→ **Estratto del documento**:

____

L’assessore Gallera a SkyTg24

I casi accertati in Lombardia sono invece 984. Venerdì scorso una nota della Regione rendeva noto che «in base ai casi accertati la diffusione del virus è ancora circoscritta e l’incidenza è alta in alcune aree pari a circa al 4% della popolazione regionale. Il COVID-19 per il 90% dei pazienti è facilmente risolvibile, ma nel restante 10% dei casi, soprattutto se anziani o con un quadro clinico compromesso, richiede il passaggio in terapia intensiva». Motivo per cui, ha dichiarato Gallera, la Regione in queste ore sta tentando di recuperare altri 50 posti in altri reparti ed è stato chiesto l’aiuto anche da parte dei privati convenzionati.



La denuncia del presidente della Società degli anestesisti: il sistema reggerà pochissimo

Attilio Fontana ci ha tenuto a ringraziare il settore privato della sanità regionale annunciando che «una serie di medici, se non sbaglio 14, entreranno nel nostro sistema per collaborare». Per Gallera invece il sistema sta reggendo molto bene. Non così la pensa Alessandro Vergallo, presidente della Società degli anestesisti e rianimatori ospedalieri italiani (Aaroi-Emac) che durante la trasmissione Radio1 Giorno per Giorno, su Rai Radio 1 ha detto che nei reparti di terapia intensiva in Lombardia «la situazione è drammatica» e che «il sistema può reggere ancora pochissimo».

____

→ **Dati registrati**:
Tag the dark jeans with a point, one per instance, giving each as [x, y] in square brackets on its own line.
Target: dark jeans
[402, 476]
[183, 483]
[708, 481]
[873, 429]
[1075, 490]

____

→ **Uso delle informazioni**:
a: Secondo l'articolo sulla terapia intensiva in Lombardia, quanti sono i casi accertati nella regione?
b: Nell'articolo sulla terapia intensiva in Lombardia, riscrivi il passo tra "L’assessore Gallera a" e "dei privati convenzionati.", estremi inclusi, sostituendo "Regione" con "Provincia".
c: Prosegui l'articolo sulla terapia intensiva in Lombardia dopo la sua ultima frase.
L'elenco non ha alcun legame con l'articolo.

→ **Risultati**:
a: I casi accertati in Lombardia sono 984.

b:
L’assessore Gallera a SkyTg24

I casi accertati in Lombardia sono invece 984. Venerdì scorso una nota della Provincia rendeva noto che «in base ai casi accertati la diffusione del virus è ancora circoscritta e l’incidenza è alta in alcune aree pari a circa al 4% della popolazione regionale. Il COVID-19 per il 90% dei pazienti è facilmente risolvibile, ma nel restante 10% dei casi, soprattutto se anziani o con un quadro clinico compromesso, richiede il passaggio in terapia intensiva». Motivo per cui, ha dichiarato Gallera, la Provincia in queste ore sta tentando di recuperare altri 50 posti in altri reparti ed è stato chiesto l’aiuto anche da parte dei privati convenzionati.

c:
Secondo Vergallo in Lombardia «i posti liberi in terapia intensiva si contano sulle dita di due mani. Il margine di compensazione che c’era fino a un paio di giorni fa si sta riducendo drammaticamente». Per far fronte all’emergenza, ha aggiunto «è apprezzabile l’offerta di disponibilità di altre regioni, ma in questa fase credo si possa intervenire prima e più efficacemente ricorrendo ai posti di rianimazione delle strutture private». Quanto alla situazione del personale nei reparti di terapia intensiva, secondo Vergallo, «in Lombardia siamo al lumicino: sono state annullate ferie e recuperi, si soprassiede alle normative sui riposi». Al momento in cui siamo, «il sistema può reggere ancora pochissimo, bisogna trovare il prima possibile soluzione alternative». Aaroi, pertanto «non si opporrà all’utilizzo di pensionati, pur se la soluzione non ci piace in termini generali».

Il coronavirus come occasione per rimettere al centro il SSN

Qualche giorno fa a Repubblica Vergallo aveva dichiarato che «con i tagli alla sanità abbiamo perso il 5-6% di specialisti in 5 anni» sottolineando la mancanza di 3-4 mila specialisti in rianimazione mentre dalle pagine del Sole 24 Ore aveva invitato a vedere l’emergenza come «una occasione per fare una riflessione su cosa non ha funzionato nel regionalismo in Sanità e di come serva ricentralizzare parte della gestione del Servizio sanitario nazionale». Ora è inutile nascondercelo, come dice il rapporto GIMBE il definanziamento del SSN è una delle cause di questa situazione che ha portato – tra le altre cose – ad una riduzione dei posti letto (in generale, non solo in terapia intensiva che è uno dei reparti più “costosi”).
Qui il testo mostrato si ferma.